* Texto proporcionado *

■ ■ ■ ■

EL PAíS
› EL ESCRITOR GUILLERMO SACCOMANNO HABLA DE SU NOVELA “LA LENGUA DEL MALON”
“La cultura es para mí un campo de combate”
El autor de “Bajo bandera” reflexiona sobre su último libro, que transcurre en los años ‘50, con el bombardeo a la Plaza de Mayo y la simpatía de Victoria Ocampo por la Revolución Libertadora como escenarios de fondo.
Por Angel Berlanga
Corren días algo adversos, cargados de malas noticias, para la figura de la pobre Victoria Ocampo, afamada y adinerada diva de las letras argentinas, porque a las denuncias cruzadas de afanes y/o desidias entre las fundaciones que se abocan a cuidar su valiosa biblioteca y etcétera, y al “foco ígneo” que “devastó los techos y la mansarda de la casona de la fundadora del Grupo Sur” y “abrió una profunda herida en los espíritus sensibles” (el encomillado es gratitud al editorial conmovedor de La Nación), se agrega lo que sobre ella dice Gómez, el narrador protagónico de La lengua del malón, la última novela de Guillermo Saccomanno. “Así como Flaubert dice ‘madame Bovary soy yo’, digo ‘Gómez soy yo’”, asume el autor de Bajo bandera y El buen dolor, Premio Nacional de Literatura, hombre radicado en Villa Gesell que vuelve regularmente a Buenos Aires para dar un taller literario. Aquí, en su departamento del Bajo, a un rato de bajarse del micro que lo trajo desde la costa, dice: “No me importan tanto los comentarios sobre cómo fue tratado o enfocado tal o cual personaje, o lo ideológico; lo mejor que pueden decirme es ‘la leí de un saque, no la pude largar’. ‘Quedate quieto, te voy a contar un cuento y no te vas a olvidar’: yo creo que a eso apuesta un narrador”.

■ ■ ■ ■

* Información proporcionada *
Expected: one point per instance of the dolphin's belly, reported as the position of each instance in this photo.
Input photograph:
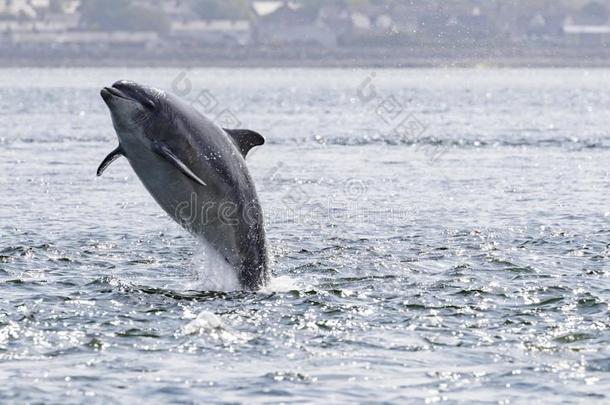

■ ■ ■ ■

* Instrucciones a seguir *
Indica si cada afirmación coincide con la nota sobre Guillermo Saccomanno. Responde sí o no y cita textualmente las palabras del texto que lo deciden.
1. Saccomanno vive en Villa Gesell.
2. El narrador protagónico de La lengua del malón se llama Gómez.
3. La novela transcurre en los años setenta.

* Resultado de la tarea *
1. Sí: "hombre radicado en Villa Gesell".
2. Sí: "Gómez, el narrador protagónico de La lengua del malón".
3. No: "que transcurre en los años ‘50".